Problems to work on:
[1] Repeat the part of the blog post from "Lets start with" up to and including "were not revealed.", word for word.
[2] Answer these questions using the blog post:
(a) For how many banks did the Federal Reserve conduct stress tests?
(b) In which newspaper did the writer find a small notice they almost missed?
(c) On what day did a rally help to reduce the stock market's losses?
[3] Does each statement agree with the blog post? Answer yes or no, and quote the words that decide it.
(a) The Federal Reserve revealed the results of its stress tests.
(b) The stock market had almost two months of gains before last week's decline.
(c) The writer says they are looking at the individual specifics.

Document segment:
** start **

So hot on the heals of my post about the Australian tax revenue, I was sitting around today reading the news and what do you know, we’re starting to see things happening faster than I expected. Maybe my original statement of “by May” could prove true after all. Who knows.

What I do know is that this weekend analysis in the financial columns has almost mirrored my speculation. I think I need to stop this navel gazing and start putting money into the markets. At this rate, I could make a killing. Then again, I’m only looking at very broad trends and not the individual specifics.

Lets start with a small little notice in the NYTimes that I almost missed.

After almost two months of gains, the stock market declined modestly last week, although a rally on Friday helped to mitigate the losses.

On Friday, the Federal Reserve disclosed its methodology in the stress tests it has conducted for 19 banks to determine whether they are prepared to cope with a continuing economic downturn. The results of the tests were not revealed.

** end **

(Image entries on named regions)
** start **

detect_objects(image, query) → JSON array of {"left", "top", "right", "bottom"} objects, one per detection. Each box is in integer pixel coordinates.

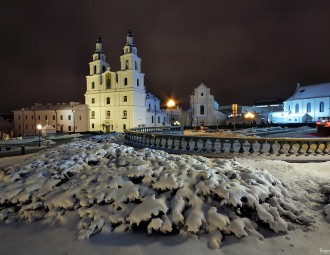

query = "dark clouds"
[{"left": 0, "top": 0, "right": 330, "bottom": 112}]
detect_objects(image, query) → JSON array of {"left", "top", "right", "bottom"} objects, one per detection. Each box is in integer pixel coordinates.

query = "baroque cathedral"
[{"left": 85, "top": 30, "right": 168, "bottom": 133}]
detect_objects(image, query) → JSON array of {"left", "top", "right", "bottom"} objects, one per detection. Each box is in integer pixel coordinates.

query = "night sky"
[{"left": 0, "top": 0, "right": 330, "bottom": 112}]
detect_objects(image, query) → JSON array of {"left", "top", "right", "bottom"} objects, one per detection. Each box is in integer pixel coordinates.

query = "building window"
[
  {"left": 320, "top": 102, "right": 324, "bottom": 112},
  {"left": 199, "top": 105, "right": 204, "bottom": 115}
]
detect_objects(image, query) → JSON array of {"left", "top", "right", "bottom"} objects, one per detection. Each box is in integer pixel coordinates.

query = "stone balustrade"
[{"left": 125, "top": 127, "right": 330, "bottom": 156}]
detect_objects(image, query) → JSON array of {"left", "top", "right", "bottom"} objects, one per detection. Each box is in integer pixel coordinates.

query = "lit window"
[
  {"left": 320, "top": 102, "right": 324, "bottom": 112},
  {"left": 199, "top": 105, "right": 204, "bottom": 115}
]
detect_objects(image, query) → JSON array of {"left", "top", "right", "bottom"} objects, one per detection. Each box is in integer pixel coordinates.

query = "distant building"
[
  {"left": 13, "top": 102, "right": 88, "bottom": 136},
  {"left": 85, "top": 31, "right": 167, "bottom": 133},
  {"left": 146, "top": 92, "right": 168, "bottom": 127},
  {"left": 269, "top": 83, "right": 330, "bottom": 123},
  {"left": 190, "top": 83, "right": 227, "bottom": 126}
]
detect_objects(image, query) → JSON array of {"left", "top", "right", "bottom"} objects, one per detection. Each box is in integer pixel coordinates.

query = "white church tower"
[{"left": 85, "top": 31, "right": 146, "bottom": 133}]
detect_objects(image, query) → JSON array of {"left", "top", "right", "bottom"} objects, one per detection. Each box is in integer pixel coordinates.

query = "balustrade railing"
[{"left": 125, "top": 126, "right": 330, "bottom": 156}]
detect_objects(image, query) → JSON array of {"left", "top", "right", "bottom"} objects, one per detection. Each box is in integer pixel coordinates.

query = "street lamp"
[
  {"left": 37, "top": 124, "right": 42, "bottom": 147},
  {"left": 166, "top": 99, "right": 175, "bottom": 126},
  {"left": 244, "top": 112, "right": 255, "bottom": 132}
]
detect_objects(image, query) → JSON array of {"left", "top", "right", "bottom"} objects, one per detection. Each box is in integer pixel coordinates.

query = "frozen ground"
[{"left": 0, "top": 139, "right": 330, "bottom": 254}]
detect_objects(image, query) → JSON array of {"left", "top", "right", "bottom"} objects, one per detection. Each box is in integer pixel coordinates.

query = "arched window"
[
  {"left": 107, "top": 77, "right": 111, "bottom": 89},
  {"left": 320, "top": 102, "right": 324, "bottom": 112},
  {"left": 199, "top": 105, "right": 204, "bottom": 115}
]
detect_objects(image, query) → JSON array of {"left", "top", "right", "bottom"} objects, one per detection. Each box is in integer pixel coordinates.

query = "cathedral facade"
[{"left": 85, "top": 31, "right": 166, "bottom": 133}]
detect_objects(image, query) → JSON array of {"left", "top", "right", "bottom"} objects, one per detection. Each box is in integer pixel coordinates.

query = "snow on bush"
[{"left": 0, "top": 139, "right": 302, "bottom": 248}]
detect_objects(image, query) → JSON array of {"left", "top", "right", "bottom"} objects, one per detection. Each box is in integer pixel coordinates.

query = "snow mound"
[{"left": 0, "top": 138, "right": 301, "bottom": 248}]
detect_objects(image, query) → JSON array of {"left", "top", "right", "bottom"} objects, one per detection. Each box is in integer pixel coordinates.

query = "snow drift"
[{"left": 0, "top": 138, "right": 301, "bottom": 248}]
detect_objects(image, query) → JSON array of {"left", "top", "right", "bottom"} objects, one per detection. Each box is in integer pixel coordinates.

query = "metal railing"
[{"left": 125, "top": 126, "right": 330, "bottom": 156}]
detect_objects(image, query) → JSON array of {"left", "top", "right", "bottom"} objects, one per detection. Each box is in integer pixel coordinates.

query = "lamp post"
[
  {"left": 37, "top": 124, "right": 42, "bottom": 147},
  {"left": 244, "top": 112, "right": 255, "bottom": 132},
  {"left": 166, "top": 99, "right": 175, "bottom": 126}
]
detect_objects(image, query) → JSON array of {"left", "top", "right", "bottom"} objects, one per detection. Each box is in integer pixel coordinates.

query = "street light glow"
[{"left": 167, "top": 99, "right": 175, "bottom": 107}]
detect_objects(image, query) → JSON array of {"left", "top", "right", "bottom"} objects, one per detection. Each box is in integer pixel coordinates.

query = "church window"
[
  {"left": 320, "top": 102, "right": 324, "bottom": 112},
  {"left": 199, "top": 105, "right": 204, "bottom": 115}
]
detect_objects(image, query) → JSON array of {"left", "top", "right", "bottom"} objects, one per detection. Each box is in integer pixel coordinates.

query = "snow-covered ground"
[{"left": 0, "top": 137, "right": 330, "bottom": 255}]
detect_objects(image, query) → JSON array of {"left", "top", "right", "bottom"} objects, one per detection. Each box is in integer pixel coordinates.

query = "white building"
[
  {"left": 13, "top": 102, "right": 88, "bottom": 136},
  {"left": 146, "top": 92, "right": 168, "bottom": 127},
  {"left": 269, "top": 83, "right": 330, "bottom": 123},
  {"left": 85, "top": 31, "right": 153, "bottom": 132},
  {"left": 190, "top": 83, "right": 227, "bottom": 126}
]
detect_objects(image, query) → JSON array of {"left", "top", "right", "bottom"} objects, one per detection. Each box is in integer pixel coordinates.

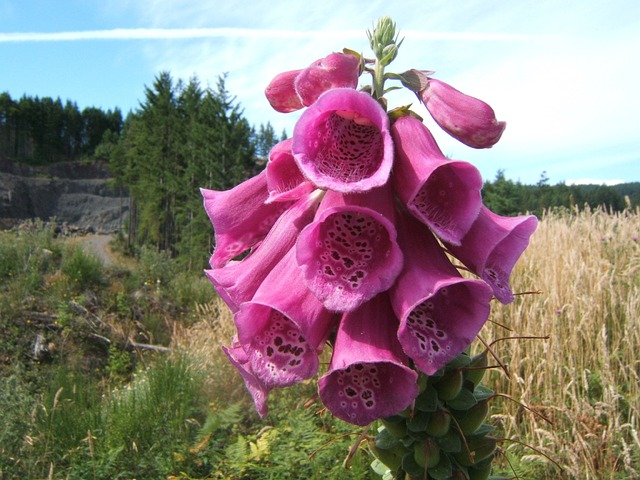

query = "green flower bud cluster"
[
  {"left": 370, "top": 351, "right": 497, "bottom": 480},
  {"left": 367, "top": 17, "right": 402, "bottom": 66}
]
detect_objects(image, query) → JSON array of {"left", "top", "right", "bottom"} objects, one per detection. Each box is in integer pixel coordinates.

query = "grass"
[
  {"left": 481, "top": 204, "right": 640, "bottom": 480},
  {"left": 0, "top": 210, "right": 640, "bottom": 480}
]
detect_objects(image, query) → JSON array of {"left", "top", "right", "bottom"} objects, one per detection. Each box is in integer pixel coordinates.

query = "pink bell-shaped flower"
[
  {"left": 205, "top": 192, "right": 323, "bottom": 312},
  {"left": 222, "top": 339, "right": 271, "bottom": 418},
  {"left": 447, "top": 206, "right": 538, "bottom": 304},
  {"left": 318, "top": 293, "right": 418, "bottom": 425},
  {"left": 266, "top": 138, "right": 315, "bottom": 203},
  {"left": 296, "top": 186, "right": 402, "bottom": 312},
  {"left": 391, "top": 116, "right": 482, "bottom": 244},
  {"left": 200, "top": 171, "right": 291, "bottom": 268},
  {"left": 389, "top": 215, "right": 492, "bottom": 375},
  {"left": 292, "top": 88, "right": 393, "bottom": 193},
  {"left": 234, "top": 249, "right": 336, "bottom": 388},
  {"left": 418, "top": 78, "right": 507, "bottom": 148}
]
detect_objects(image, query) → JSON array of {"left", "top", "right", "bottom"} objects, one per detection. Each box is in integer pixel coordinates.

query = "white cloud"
[{"left": 565, "top": 178, "right": 625, "bottom": 186}]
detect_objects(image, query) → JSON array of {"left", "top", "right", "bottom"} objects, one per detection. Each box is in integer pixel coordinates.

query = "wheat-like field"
[
  {"left": 174, "top": 209, "right": 640, "bottom": 480},
  {"left": 481, "top": 209, "right": 640, "bottom": 480}
]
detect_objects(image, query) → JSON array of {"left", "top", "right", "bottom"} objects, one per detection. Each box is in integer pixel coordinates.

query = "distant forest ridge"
[{"left": 0, "top": 78, "right": 640, "bottom": 224}]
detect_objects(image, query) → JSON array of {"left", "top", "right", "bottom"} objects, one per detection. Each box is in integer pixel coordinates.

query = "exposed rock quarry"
[{"left": 0, "top": 158, "right": 129, "bottom": 233}]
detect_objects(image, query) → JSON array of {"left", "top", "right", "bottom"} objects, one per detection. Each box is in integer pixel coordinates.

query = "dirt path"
[{"left": 78, "top": 234, "right": 116, "bottom": 267}]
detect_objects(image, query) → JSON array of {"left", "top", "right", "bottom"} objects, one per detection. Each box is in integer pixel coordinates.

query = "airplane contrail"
[{"left": 0, "top": 28, "right": 548, "bottom": 43}]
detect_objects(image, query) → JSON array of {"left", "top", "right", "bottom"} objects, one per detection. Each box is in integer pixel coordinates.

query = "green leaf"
[
  {"left": 436, "top": 428, "right": 462, "bottom": 453},
  {"left": 446, "top": 388, "right": 478, "bottom": 410},
  {"left": 415, "top": 384, "right": 438, "bottom": 412},
  {"left": 429, "top": 455, "right": 453, "bottom": 480},
  {"left": 473, "top": 385, "right": 496, "bottom": 402},
  {"left": 376, "top": 428, "right": 398, "bottom": 450}
]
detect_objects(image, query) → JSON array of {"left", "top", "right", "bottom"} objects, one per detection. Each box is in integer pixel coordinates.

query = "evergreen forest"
[{"left": 0, "top": 72, "right": 640, "bottom": 270}]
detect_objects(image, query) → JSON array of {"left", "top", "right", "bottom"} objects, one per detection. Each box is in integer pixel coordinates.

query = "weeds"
[{"left": 0, "top": 210, "right": 640, "bottom": 480}]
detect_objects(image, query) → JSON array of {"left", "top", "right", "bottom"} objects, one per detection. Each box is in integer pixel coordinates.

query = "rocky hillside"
[{"left": 0, "top": 158, "right": 129, "bottom": 233}]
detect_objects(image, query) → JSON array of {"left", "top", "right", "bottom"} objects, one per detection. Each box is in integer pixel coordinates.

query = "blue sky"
[{"left": 0, "top": 0, "right": 640, "bottom": 184}]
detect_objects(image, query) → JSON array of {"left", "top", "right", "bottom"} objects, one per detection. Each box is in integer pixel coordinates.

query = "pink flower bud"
[
  {"left": 264, "top": 53, "right": 360, "bottom": 113},
  {"left": 264, "top": 70, "right": 304, "bottom": 113},
  {"left": 418, "top": 78, "right": 506, "bottom": 148}
]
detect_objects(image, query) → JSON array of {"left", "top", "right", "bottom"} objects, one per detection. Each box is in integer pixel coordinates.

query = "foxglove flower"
[
  {"left": 318, "top": 294, "right": 418, "bottom": 425},
  {"left": 296, "top": 187, "right": 402, "bottom": 312},
  {"left": 222, "top": 341, "right": 271, "bottom": 418},
  {"left": 200, "top": 171, "right": 291, "bottom": 268},
  {"left": 234, "top": 249, "right": 335, "bottom": 388},
  {"left": 391, "top": 116, "right": 482, "bottom": 244},
  {"left": 292, "top": 88, "right": 393, "bottom": 193},
  {"left": 266, "top": 138, "right": 315, "bottom": 203},
  {"left": 294, "top": 53, "right": 360, "bottom": 107},
  {"left": 205, "top": 191, "right": 323, "bottom": 312},
  {"left": 390, "top": 215, "right": 492, "bottom": 375},
  {"left": 418, "top": 78, "right": 507, "bottom": 148},
  {"left": 448, "top": 206, "right": 538, "bottom": 304},
  {"left": 265, "top": 53, "right": 360, "bottom": 113},
  {"left": 264, "top": 69, "right": 304, "bottom": 113}
]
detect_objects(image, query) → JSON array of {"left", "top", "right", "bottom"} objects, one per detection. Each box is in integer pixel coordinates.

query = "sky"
[{"left": 0, "top": 0, "right": 640, "bottom": 184}]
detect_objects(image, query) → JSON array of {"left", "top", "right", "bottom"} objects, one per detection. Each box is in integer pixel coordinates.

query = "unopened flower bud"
[{"left": 418, "top": 78, "right": 507, "bottom": 148}]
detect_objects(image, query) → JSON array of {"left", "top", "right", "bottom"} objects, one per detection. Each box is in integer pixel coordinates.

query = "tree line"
[
  {"left": 0, "top": 92, "right": 123, "bottom": 165},
  {"left": 107, "top": 72, "right": 279, "bottom": 269},
  {"left": 482, "top": 170, "right": 640, "bottom": 216},
  {"left": 0, "top": 76, "right": 640, "bottom": 269}
]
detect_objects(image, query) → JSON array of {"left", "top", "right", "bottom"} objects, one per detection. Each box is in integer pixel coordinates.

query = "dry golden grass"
[
  {"left": 171, "top": 298, "right": 251, "bottom": 408},
  {"left": 481, "top": 204, "right": 640, "bottom": 480},
  {"left": 173, "top": 204, "right": 640, "bottom": 480}
]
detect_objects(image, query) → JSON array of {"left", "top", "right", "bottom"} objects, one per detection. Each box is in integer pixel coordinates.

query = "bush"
[{"left": 62, "top": 246, "right": 104, "bottom": 292}]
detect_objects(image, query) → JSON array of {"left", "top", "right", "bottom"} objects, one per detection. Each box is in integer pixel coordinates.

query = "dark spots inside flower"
[{"left": 316, "top": 112, "right": 383, "bottom": 183}]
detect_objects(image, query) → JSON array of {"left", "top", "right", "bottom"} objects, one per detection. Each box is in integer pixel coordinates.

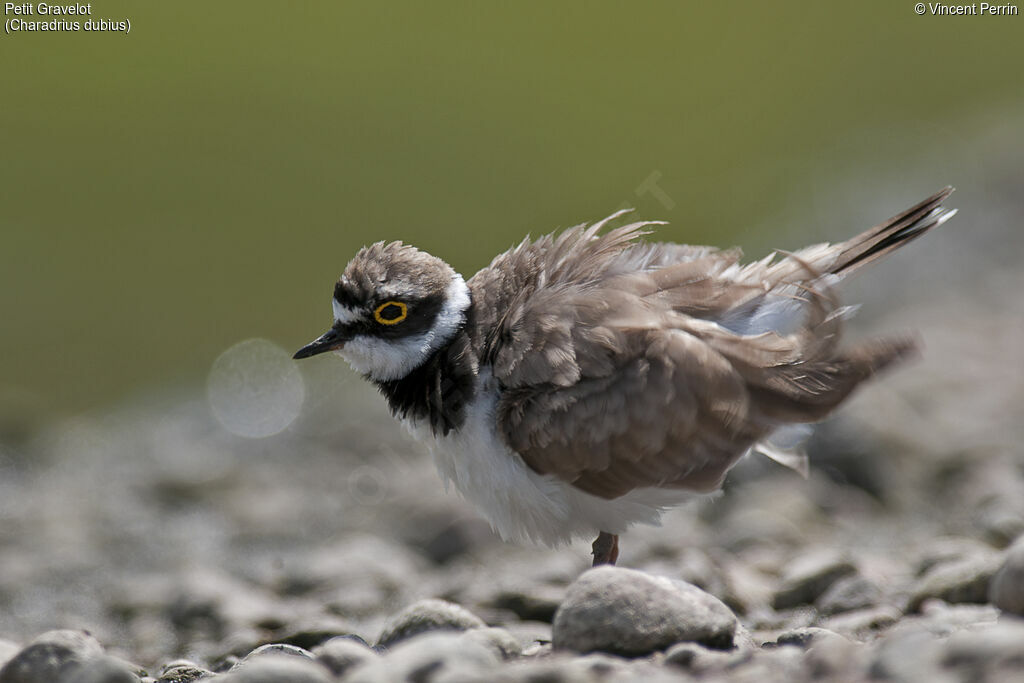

** end **

Exercise responses:
[1]
Lets start with a small little notice in the NYTimes that I almost missed.

After almost two months of gains, the stock market declined modestly last week, although a rally on Friday helped to mitigate the losses.

On Friday, the Federal Reserve disclosed its methodology in the stress tests it has conducted for 19 banks to determine whether they are prepared to cope with a continuing economic downturn. The results of the tests were not revealed.

[2]
(a) 19 banks
(b) The NYTimes
(c) Friday

[3]
(a) No: "The results of the tests were not revealed."
(b) Yes: "After almost two months of gains, the stock market declined modestly last week"
(c) No: "I’m only looking at very broad trends and not the individual specifics."